─── Information provided

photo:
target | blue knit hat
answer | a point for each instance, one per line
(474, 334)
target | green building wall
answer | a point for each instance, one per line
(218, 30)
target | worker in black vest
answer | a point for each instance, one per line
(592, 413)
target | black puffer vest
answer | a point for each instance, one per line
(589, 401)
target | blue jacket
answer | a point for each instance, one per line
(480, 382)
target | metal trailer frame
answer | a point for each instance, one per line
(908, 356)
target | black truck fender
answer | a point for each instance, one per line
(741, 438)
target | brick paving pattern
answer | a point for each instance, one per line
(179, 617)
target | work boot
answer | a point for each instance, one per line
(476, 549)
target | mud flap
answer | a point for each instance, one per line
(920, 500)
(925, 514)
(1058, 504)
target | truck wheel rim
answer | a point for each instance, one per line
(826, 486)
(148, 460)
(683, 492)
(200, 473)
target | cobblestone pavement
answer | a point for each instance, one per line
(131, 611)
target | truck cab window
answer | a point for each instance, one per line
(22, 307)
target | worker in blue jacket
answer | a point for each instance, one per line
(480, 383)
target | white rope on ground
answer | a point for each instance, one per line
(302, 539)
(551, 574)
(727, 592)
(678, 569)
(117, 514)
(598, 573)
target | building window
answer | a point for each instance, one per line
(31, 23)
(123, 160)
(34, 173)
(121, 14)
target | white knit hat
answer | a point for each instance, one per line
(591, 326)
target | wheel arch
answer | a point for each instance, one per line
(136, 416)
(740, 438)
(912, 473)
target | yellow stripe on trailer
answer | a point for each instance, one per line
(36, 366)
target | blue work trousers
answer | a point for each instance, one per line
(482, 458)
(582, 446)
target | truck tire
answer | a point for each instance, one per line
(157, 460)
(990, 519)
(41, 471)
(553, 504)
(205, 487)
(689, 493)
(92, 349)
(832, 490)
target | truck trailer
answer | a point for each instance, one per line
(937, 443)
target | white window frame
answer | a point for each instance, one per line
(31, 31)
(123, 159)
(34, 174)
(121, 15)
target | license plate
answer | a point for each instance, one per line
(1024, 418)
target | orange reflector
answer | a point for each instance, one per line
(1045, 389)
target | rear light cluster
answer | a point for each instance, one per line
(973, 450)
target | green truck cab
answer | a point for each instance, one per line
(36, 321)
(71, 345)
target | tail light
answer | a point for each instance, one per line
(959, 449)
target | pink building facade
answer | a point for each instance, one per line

──────

● Requirement:
What you return must be an exact retyping of the lines above starting at the line with "target | white knit hat" and ending at the line with "target | tail light", and nothing besides.

● Answer to the exercise:
target | white knit hat
answer | a point for each instance, one per line
(591, 326)
target | wheel arch
answer | a point for each instance, one per line
(136, 416)
(740, 438)
(912, 473)
target | yellow stripe on trailer
answer | a point for each instance, one per line
(36, 366)
target | blue work trousers
answer | a point for each instance, one per line
(482, 458)
(582, 446)
target | truck tire
answer | a point for each instance, one per line
(157, 460)
(990, 519)
(41, 471)
(553, 504)
(205, 487)
(689, 493)
(92, 349)
(832, 490)
target | truck trailer
answer | a point for each instance, one per line
(937, 443)
target | white window frame
answer | a point for each instance, one per line
(31, 31)
(123, 159)
(34, 174)
(121, 15)
target | license plate
answer | a point for each instance, one per line
(1024, 418)
target | orange reflector
answer | a point for each instance, one per line
(1045, 389)
target | rear light cluster
answer | a point for each instance, one per line
(973, 450)
target | green truck cab
answer | a point for each instance, one per line
(36, 321)
(71, 345)
target | tail light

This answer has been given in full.